▸ Records shown:
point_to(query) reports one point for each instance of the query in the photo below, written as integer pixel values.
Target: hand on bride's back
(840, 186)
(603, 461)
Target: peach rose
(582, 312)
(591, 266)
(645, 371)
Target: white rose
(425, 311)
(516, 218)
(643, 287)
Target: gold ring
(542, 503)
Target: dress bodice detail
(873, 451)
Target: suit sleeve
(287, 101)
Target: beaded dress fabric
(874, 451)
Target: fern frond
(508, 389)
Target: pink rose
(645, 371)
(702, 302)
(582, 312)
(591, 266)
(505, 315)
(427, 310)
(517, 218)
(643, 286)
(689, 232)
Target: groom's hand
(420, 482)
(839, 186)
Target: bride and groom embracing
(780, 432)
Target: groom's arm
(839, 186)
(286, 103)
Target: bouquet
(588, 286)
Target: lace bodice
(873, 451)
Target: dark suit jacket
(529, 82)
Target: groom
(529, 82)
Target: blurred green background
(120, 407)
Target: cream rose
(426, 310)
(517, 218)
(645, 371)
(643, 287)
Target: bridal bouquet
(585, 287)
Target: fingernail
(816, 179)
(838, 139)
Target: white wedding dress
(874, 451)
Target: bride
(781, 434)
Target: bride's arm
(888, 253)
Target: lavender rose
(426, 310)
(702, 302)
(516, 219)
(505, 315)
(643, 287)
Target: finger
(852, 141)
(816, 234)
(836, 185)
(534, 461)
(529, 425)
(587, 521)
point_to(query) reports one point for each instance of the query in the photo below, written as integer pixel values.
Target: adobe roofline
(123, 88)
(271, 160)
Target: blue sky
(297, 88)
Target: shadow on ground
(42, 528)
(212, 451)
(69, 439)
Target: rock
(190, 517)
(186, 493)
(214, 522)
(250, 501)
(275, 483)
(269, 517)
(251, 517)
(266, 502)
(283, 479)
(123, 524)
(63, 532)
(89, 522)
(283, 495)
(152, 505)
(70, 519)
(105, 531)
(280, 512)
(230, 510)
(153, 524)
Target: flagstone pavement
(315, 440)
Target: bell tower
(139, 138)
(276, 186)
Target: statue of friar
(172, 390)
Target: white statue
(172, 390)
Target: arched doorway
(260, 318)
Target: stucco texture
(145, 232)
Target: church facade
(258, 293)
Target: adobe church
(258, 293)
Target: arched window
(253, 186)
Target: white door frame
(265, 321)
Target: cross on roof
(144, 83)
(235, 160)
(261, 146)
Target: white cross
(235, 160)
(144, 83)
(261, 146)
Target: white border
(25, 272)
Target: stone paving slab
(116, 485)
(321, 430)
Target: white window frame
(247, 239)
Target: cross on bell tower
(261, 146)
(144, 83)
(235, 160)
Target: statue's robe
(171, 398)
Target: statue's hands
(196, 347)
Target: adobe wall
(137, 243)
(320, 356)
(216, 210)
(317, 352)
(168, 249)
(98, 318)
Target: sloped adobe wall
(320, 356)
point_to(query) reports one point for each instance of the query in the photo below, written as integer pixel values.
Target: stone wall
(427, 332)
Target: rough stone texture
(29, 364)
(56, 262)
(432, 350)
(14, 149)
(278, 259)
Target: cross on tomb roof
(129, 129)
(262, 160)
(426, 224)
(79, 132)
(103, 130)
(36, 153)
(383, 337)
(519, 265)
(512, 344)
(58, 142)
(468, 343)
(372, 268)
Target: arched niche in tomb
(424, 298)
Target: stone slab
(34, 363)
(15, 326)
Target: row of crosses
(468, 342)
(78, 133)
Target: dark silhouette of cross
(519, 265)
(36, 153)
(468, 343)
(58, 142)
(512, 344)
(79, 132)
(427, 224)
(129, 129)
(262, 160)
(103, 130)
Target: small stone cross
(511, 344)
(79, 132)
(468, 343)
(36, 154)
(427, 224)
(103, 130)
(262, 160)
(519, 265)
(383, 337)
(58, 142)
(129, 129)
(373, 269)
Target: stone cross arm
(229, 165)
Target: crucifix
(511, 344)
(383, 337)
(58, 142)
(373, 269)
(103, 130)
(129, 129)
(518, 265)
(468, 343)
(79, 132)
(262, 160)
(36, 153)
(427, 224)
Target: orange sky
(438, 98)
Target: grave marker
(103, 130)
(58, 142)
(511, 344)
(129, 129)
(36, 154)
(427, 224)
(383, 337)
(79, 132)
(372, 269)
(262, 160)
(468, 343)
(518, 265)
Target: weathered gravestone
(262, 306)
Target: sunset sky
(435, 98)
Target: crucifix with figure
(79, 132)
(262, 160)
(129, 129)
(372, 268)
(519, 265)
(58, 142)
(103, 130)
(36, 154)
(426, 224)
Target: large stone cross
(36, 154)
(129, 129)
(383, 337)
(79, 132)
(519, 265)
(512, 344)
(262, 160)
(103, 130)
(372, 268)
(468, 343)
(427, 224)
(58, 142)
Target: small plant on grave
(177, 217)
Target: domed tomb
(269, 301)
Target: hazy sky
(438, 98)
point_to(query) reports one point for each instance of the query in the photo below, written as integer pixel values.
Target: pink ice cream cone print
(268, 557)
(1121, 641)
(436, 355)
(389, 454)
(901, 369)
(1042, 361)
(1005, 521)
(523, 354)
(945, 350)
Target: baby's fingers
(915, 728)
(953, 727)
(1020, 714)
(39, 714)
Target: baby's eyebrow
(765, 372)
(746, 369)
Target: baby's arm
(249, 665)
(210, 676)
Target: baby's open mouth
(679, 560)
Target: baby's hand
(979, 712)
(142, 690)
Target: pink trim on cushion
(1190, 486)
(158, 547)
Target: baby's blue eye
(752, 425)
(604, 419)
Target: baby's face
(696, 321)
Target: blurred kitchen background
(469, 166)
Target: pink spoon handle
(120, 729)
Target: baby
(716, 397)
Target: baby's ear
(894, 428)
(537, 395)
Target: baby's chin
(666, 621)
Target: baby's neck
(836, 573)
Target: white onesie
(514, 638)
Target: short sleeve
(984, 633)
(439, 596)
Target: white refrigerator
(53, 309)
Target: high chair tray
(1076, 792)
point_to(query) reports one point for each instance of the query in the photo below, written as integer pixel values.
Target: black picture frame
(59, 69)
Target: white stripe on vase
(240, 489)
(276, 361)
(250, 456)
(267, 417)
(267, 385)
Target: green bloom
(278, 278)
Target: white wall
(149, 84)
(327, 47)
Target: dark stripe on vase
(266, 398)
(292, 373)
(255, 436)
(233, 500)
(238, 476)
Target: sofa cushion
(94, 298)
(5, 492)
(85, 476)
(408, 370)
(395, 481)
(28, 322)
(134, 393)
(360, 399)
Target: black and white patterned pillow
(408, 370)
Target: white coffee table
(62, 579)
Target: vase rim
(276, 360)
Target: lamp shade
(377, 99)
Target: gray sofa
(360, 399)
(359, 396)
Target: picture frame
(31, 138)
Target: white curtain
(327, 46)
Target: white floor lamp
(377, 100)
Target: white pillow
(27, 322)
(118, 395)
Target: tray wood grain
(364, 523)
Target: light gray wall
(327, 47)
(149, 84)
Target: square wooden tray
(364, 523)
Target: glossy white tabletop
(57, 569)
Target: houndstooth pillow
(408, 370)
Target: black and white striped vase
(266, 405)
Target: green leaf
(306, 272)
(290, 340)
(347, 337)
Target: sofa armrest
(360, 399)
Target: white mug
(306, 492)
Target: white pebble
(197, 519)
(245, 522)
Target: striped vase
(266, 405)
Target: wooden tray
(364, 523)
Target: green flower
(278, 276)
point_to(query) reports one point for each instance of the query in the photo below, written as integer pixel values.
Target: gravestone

▸ Task to complete:
Return the records exactly, character for character.

▸ Answer for this exercise:
point_to(query) reports one point for each instance of the query in the photo below, written as integer pixel values.
Target: hand on bride's back
(840, 186)
(603, 461)
Target: peach rose
(582, 312)
(591, 266)
(645, 371)
Target: white rose
(425, 311)
(516, 218)
(643, 287)
Target: gold ring
(542, 503)
Target: dress bodice detail
(873, 451)
Target: suit sleeve
(287, 101)
Target: beaded dress fabric
(874, 451)
Target: fern frond
(508, 389)
Target: pink rose
(645, 371)
(702, 302)
(582, 312)
(591, 266)
(505, 315)
(427, 310)
(517, 218)
(643, 286)
(689, 232)
Target: groom's hand
(420, 482)
(839, 186)
Target: bride and groom embracing
(780, 432)
Target: groom's arm
(839, 186)
(286, 103)
Target: bouquet
(588, 286)
Target: lace bodice
(873, 451)
Target: dark suit jacket
(529, 82)
Target: groom
(529, 82)
Target: blurred green background
(120, 407)
Target: cream rose
(426, 310)
(517, 218)
(645, 371)
(643, 287)
Target: bridal bouquet
(585, 287)
Target: fingernail
(816, 179)
(838, 139)
Target: white wedding dress
(874, 451)
Target: bride
(781, 434)
Target: bride's arm
(888, 253)
Target: lavender rose
(426, 310)
(702, 302)
(516, 219)
(505, 315)
(643, 287)
Target: finger
(852, 141)
(816, 234)
(836, 185)
(534, 461)
(529, 425)
(587, 521)
point_to(query) reports one point for each instance of the query in the photo below, written as integer pixel values.
Target: adobe roofline
(123, 88)
(271, 160)
Target: blue sky
(297, 88)
Target: shadow on ground
(42, 528)
(212, 451)
(69, 439)
Target: rock
(190, 517)
(186, 493)
(214, 522)
(250, 501)
(275, 483)
(269, 517)
(251, 517)
(266, 502)
(283, 479)
(123, 524)
(63, 532)
(89, 522)
(283, 495)
(152, 505)
(70, 519)
(105, 531)
(280, 512)
(230, 510)
(153, 524)
Target: flagstone pavement
(315, 440)
Target: bell tower
(139, 138)
(276, 186)
Target: statue of friar
(172, 390)
Target: white statue
(172, 390)
Target: arched doorway
(260, 318)
Target: stucco texture
(145, 232)
Target: church facade
(258, 293)
Target: adobe church
(258, 293)
Target: arched window
(253, 186)
Target: white door frame
(265, 321)
Target: cross on roof
(144, 83)
(235, 160)
(261, 146)
Target: white cross
(235, 160)
(144, 83)
(261, 146)
Target: white border
(25, 272)
Target: stone paving slab
(116, 485)
(321, 430)
Target: white window frame
(247, 239)
Target: cross on bell tower
(261, 146)
(144, 83)
(235, 160)
Target: statue's robe
(171, 398)
Target: statue's hands
(196, 347)
Target: adobe wall
(137, 243)
(320, 356)
(216, 210)
(317, 352)
(168, 249)
(98, 318)
Target: sloped adobe wall
(320, 356)
point_to(query) reports one point for each instance of the query in the photo below, written as integer pixel values.
Target: stone wall
(427, 332)
Target: rough stone texture
(29, 364)
(56, 262)
(432, 350)
(14, 149)
(278, 259)
Target: cross on tomb roof
(129, 129)
(262, 160)
(426, 224)
(79, 132)
(103, 130)
(36, 153)
(383, 337)
(519, 265)
(512, 344)
(58, 142)
(468, 343)
(372, 268)
Target: arched niche in tomb
(424, 298)
Target: stone slab
(34, 363)
(15, 326)
Target: row of crosses
(468, 342)
(78, 133)
Target: dark silhouette of cross
(519, 265)
(36, 153)
(468, 343)
(58, 142)
(512, 344)
(79, 132)
(427, 224)
(129, 129)
(262, 160)
(103, 130)
Target: small stone cross
(511, 344)
(79, 132)
(468, 343)
(36, 154)
(427, 224)
(103, 130)
(262, 160)
(519, 265)
(383, 337)
(58, 142)
(129, 129)
(373, 269)
Target: stone cross arm
(229, 165)
Target: crucifix
(511, 344)
(383, 337)
(58, 142)
(373, 269)
(103, 130)
(129, 129)
(518, 265)
(468, 343)
(79, 132)
(262, 160)
(36, 153)
(427, 224)
Target: orange sky
(438, 98)
Target: grave marker
(103, 130)
(58, 142)
(511, 344)
(129, 129)
(36, 154)
(427, 224)
(383, 337)
(79, 132)
(372, 269)
(262, 160)
(468, 343)
(518, 265)
Target: weathered gravestone
(262, 306)
Target: sunset sky
(435, 98)
Target: crucifix with figure
(79, 132)
(262, 160)
(129, 129)
(372, 268)
(519, 265)
(58, 142)
(103, 130)
(36, 154)
(426, 224)
Target: large stone cross
(36, 154)
(129, 129)
(383, 337)
(79, 132)
(519, 265)
(512, 344)
(262, 160)
(103, 130)
(372, 268)
(468, 343)
(427, 224)
(58, 142)
Target: small plant on grave
(177, 217)
Target: domed tomb
(269, 301)
Target: hazy sky
(438, 98)
point_to(query) reports one point for each instance of the query in the photo below, written as integer pixel values.
Target: pink ice cream cone print
(268, 557)
(1121, 641)
(436, 355)
(389, 454)
(901, 369)
(1042, 361)
(1005, 521)
(523, 354)
(945, 350)
Target: baby's fingers
(915, 728)
(953, 727)
(1020, 714)
(39, 714)
Target: baby's eyebrow
(765, 372)
(746, 369)
Target: baby's arm
(249, 665)
(210, 676)
Target: baby's open mouth
(679, 560)
Target: baby's hand
(979, 712)
(142, 690)
Target: pink trim on cushion
(1190, 486)
(158, 547)
Target: baby's blue eye
(752, 425)
(604, 419)
Target: baby's face
(696, 321)
Target: blurred kitchen background
(469, 166)
Target: pink spoon handle
(120, 729)
Target: baby
(716, 397)
Target: baby's ear
(894, 428)
(537, 395)
Target: baby's chin
(666, 621)
Target: baby's neck
(836, 573)
Target: white onesie
(514, 638)
Target: short sleeve
(984, 633)
(439, 596)
Target: white refrigerator
(53, 309)
Target: high chair tray
(1076, 792)
point_to(query) reports one point for each instance of the query in the photo below, written as integer pixel values.
Target: black picture frame
(59, 69)
Target: white stripe on vase
(240, 489)
(276, 361)
(250, 456)
(267, 417)
(267, 385)
Target: green bloom
(278, 278)
Target: white wall
(149, 84)
(327, 47)
Target: dark stripe on vase
(266, 398)
(292, 373)
(255, 436)
(233, 500)
(238, 476)
Target: sofa cushion
(94, 298)
(5, 492)
(85, 476)
(408, 370)
(395, 481)
(28, 322)
(134, 393)
(360, 399)
Target: black and white patterned pillow
(408, 370)
Target: white coffee table
(62, 579)
Target: vase rim
(276, 360)
Target: lamp shade
(377, 99)
Target: gray sofa
(360, 399)
(359, 396)
Target: picture frame
(31, 138)
Target: white curtain
(327, 46)
Target: white floor lamp
(377, 100)
Target: white pillow
(27, 322)
(118, 395)
Target: tray wood grain
(364, 523)
Target: light gray wall
(327, 47)
(149, 84)
Target: square wooden tray
(364, 523)
Target: glossy white tabletop
(57, 569)
Target: houndstooth pillow
(408, 370)
Target: black and white striped vase
(266, 405)
Target: green leaf
(306, 272)
(290, 340)
(347, 337)
Target: sofa armrest
(360, 399)
Target: white mug
(306, 492)
Target: white pebble
(197, 519)
(245, 522)
Target: striped vase
(266, 405)
Target: wooden tray
(364, 523)
Target: green flower
(278, 276)
point_to(query) reports one point for each instance of the query in the photo below, written as integer pixel values.
Target: gravestone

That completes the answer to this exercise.